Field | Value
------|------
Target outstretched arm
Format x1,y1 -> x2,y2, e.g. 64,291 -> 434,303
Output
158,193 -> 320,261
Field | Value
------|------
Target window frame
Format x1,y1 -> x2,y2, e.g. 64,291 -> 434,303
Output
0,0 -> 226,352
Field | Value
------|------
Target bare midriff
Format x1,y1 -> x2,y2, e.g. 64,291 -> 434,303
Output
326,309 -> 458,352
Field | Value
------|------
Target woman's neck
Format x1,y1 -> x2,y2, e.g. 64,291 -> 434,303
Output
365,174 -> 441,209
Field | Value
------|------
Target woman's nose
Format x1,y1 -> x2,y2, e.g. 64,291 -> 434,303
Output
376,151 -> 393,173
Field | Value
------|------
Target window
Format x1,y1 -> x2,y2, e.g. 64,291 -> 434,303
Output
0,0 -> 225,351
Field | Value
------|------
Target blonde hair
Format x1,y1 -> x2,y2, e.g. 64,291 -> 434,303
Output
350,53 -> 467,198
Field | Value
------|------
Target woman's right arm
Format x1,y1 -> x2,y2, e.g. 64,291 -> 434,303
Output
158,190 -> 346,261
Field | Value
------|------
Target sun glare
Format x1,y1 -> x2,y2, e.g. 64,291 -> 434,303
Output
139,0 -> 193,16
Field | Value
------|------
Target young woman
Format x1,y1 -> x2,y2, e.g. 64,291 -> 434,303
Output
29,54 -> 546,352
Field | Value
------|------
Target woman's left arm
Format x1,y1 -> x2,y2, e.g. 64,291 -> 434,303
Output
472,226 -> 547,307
----------------
Aim of the exercise:
Reproduce all of the material above word for word, keeping every line and its order unchanged.

Response:
Field | Value
------|------
Target outstretched arm
Format x1,y1 -> x2,y2, e.g. 64,291 -> 434,303
Output
158,193 -> 320,261
Field | Value
------|------
Target window frame
Format x1,y1 -> x2,y2, e.g. 64,291 -> 434,303
Output
0,0 -> 226,352
Field | Value
------|------
Target bare midriff
Format x1,y1 -> x2,y2, e.g. 64,291 -> 434,303
Output
326,309 -> 458,352
Field | Value
------|------
Target woman's neck
Format x1,y1 -> x2,y2, e.g. 64,291 -> 434,303
Output
365,174 -> 441,209
Field | Value
------|------
Target woman's nose
Format x1,y1 -> x2,y2, e.g. 64,291 -> 434,303
Output
376,151 -> 393,173
Field | Value
------|------
Target window
Format x1,y1 -> x2,y2, e.g. 64,291 -> 434,303
Output
0,0 -> 225,351
Field | Value
------|------
Target blonde hair
Format x1,y1 -> x2,y2, e.g. 64,291 -> 434,303
Output
350,53 -> 467,198
Field | Value
------|------
Target woman's right arm
Format x1,y1 -> x2,y2, e.g. 64,291 -> 434,303
Output
158,190 -> 346,261
Field | Value
------|------
Target sun glare
Format x1,y1 -> x2,y2, e.g. 64,291 -> 434,303
Output
139,0 -> 193,16
Field | Value
------|------
Target young woman
Format x1,y1 -> x2,y2, e.g. 64,291 -> 434,303
Output
29,54 -> 546,352
Field | Value
------|------
Target woman's left arm
Format x1,y1 -> x2,y2, e.g. 64,291 -> 434,303
Output
472,226 -> 547,307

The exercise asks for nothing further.